● Given instruction
Rewrite the material from the line containing "like x=449 y=117." through the end, changing "thickest part" to "widest part" and leaving everything else in those lines as is.

● Data supplied

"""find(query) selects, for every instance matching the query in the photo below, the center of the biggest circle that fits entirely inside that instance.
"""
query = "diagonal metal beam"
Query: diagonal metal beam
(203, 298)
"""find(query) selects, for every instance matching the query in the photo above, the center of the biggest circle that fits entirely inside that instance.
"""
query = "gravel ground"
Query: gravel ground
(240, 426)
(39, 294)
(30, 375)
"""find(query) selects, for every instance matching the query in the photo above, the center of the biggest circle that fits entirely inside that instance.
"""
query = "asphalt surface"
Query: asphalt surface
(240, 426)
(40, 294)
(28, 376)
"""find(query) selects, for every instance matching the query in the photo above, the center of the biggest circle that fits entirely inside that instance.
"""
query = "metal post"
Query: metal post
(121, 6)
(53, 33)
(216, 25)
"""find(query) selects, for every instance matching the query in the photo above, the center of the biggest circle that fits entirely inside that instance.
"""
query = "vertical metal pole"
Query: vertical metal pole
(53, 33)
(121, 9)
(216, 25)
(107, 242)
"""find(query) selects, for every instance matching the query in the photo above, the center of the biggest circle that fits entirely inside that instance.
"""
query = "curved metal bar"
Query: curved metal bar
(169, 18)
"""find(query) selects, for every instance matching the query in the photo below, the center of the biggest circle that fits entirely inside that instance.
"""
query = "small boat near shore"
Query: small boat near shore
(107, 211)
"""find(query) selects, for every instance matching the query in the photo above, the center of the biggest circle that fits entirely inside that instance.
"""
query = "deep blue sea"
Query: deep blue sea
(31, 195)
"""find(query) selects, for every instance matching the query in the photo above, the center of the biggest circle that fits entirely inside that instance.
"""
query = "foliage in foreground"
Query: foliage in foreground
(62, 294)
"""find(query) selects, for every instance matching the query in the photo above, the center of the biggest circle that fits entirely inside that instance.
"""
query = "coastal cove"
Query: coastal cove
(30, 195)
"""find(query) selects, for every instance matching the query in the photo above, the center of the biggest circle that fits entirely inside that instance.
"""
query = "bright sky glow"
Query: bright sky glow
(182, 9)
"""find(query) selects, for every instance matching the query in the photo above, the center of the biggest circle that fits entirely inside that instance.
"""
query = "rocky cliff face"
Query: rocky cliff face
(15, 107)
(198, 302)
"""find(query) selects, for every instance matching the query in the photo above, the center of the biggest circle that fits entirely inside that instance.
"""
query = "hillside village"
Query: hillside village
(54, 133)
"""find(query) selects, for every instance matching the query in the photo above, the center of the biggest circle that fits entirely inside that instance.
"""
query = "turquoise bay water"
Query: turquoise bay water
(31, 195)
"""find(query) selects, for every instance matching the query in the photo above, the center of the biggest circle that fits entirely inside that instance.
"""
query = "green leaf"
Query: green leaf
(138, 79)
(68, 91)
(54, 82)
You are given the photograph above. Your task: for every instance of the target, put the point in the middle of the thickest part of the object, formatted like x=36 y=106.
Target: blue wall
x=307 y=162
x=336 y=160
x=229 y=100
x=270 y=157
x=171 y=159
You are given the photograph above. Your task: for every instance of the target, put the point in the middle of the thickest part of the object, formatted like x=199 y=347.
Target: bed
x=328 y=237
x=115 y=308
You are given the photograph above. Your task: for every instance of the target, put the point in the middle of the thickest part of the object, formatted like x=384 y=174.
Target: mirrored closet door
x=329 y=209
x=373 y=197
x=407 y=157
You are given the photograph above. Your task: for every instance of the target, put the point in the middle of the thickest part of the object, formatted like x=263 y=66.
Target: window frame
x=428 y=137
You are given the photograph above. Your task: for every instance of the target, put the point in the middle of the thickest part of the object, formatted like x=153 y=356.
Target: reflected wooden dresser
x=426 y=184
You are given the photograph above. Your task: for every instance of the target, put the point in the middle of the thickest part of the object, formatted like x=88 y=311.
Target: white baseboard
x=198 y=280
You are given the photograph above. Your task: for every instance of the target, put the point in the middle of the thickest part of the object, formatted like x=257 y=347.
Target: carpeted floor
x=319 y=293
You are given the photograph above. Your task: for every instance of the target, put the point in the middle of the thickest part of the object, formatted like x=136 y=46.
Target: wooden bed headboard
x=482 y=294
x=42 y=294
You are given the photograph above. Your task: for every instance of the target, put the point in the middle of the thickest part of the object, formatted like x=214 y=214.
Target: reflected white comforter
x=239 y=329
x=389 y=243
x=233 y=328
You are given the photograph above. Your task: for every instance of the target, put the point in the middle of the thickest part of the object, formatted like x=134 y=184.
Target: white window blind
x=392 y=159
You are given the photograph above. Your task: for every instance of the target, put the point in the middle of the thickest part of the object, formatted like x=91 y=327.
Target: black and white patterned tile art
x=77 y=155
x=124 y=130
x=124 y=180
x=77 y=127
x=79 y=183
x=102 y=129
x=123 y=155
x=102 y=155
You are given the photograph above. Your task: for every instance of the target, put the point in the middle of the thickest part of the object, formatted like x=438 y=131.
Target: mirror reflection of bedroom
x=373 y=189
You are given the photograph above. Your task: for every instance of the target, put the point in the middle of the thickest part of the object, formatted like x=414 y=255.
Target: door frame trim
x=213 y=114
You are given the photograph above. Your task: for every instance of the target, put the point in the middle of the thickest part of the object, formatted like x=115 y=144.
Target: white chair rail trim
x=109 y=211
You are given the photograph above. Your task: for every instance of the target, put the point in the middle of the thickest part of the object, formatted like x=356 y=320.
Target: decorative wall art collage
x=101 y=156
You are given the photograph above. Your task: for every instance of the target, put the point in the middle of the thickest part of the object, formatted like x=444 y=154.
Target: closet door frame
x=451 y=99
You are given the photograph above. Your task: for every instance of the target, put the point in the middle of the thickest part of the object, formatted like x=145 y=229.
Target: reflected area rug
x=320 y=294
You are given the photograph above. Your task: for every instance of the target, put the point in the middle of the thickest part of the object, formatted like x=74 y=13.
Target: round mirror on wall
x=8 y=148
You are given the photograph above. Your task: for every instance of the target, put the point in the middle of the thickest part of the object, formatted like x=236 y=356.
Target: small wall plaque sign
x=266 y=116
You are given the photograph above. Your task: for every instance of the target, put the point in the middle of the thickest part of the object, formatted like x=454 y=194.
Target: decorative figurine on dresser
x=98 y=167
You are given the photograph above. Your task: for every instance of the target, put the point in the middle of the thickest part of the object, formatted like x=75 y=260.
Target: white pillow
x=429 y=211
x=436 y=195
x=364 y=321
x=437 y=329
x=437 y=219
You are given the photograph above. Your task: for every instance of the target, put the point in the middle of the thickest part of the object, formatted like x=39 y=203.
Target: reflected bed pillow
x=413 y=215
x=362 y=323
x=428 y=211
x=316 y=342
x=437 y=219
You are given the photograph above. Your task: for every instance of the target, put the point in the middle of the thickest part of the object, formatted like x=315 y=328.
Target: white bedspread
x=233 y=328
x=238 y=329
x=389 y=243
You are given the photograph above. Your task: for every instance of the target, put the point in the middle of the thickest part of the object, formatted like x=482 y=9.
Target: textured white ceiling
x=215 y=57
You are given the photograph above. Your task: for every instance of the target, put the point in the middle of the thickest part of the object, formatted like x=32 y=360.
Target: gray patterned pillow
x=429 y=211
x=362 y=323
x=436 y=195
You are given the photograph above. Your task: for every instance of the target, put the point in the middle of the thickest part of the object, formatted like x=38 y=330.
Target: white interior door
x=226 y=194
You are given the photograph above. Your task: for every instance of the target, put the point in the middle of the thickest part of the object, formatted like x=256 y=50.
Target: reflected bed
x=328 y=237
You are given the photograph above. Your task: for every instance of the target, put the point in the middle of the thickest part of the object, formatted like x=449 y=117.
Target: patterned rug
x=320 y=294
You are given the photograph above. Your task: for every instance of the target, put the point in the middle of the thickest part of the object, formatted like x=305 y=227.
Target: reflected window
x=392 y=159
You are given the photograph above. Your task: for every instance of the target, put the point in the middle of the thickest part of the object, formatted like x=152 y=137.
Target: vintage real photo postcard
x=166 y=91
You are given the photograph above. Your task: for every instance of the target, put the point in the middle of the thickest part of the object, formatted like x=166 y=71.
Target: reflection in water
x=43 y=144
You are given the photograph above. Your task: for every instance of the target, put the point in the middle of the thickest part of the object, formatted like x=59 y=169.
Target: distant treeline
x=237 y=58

● Output for this exercise
You are given the photograph above. Your task: for every instance of the target, put the point in the middle of the widest part of the object, formatted like x=449 y=117.
Target: patterned rug
x=320 y=294
You are given the photograph above. Your task: for every instance of the target, put the point in the middle of the widest part of the object, formatted like x=305 y=227.
Target: reflected window
x=392 y=159
You are given the photograph above. Your task: for every instance of the target, put the point in the middle of the widest part of the object, formatted like x=152 y=137.
Target: vintage real photo postcard
x=166 y=91
You are given the photograph above. Your task: for every instance of the target, put the point in the middle of the widest part of the object, formatted like x=166 y=71.
Target: reflection in water
x=43 y=144
You are given the photograph above. Your task: for every instance of the target, put the point in the middle of the widest part of the object, formatted like x=59 y=169.
Target: distant treeline
x=237 y=58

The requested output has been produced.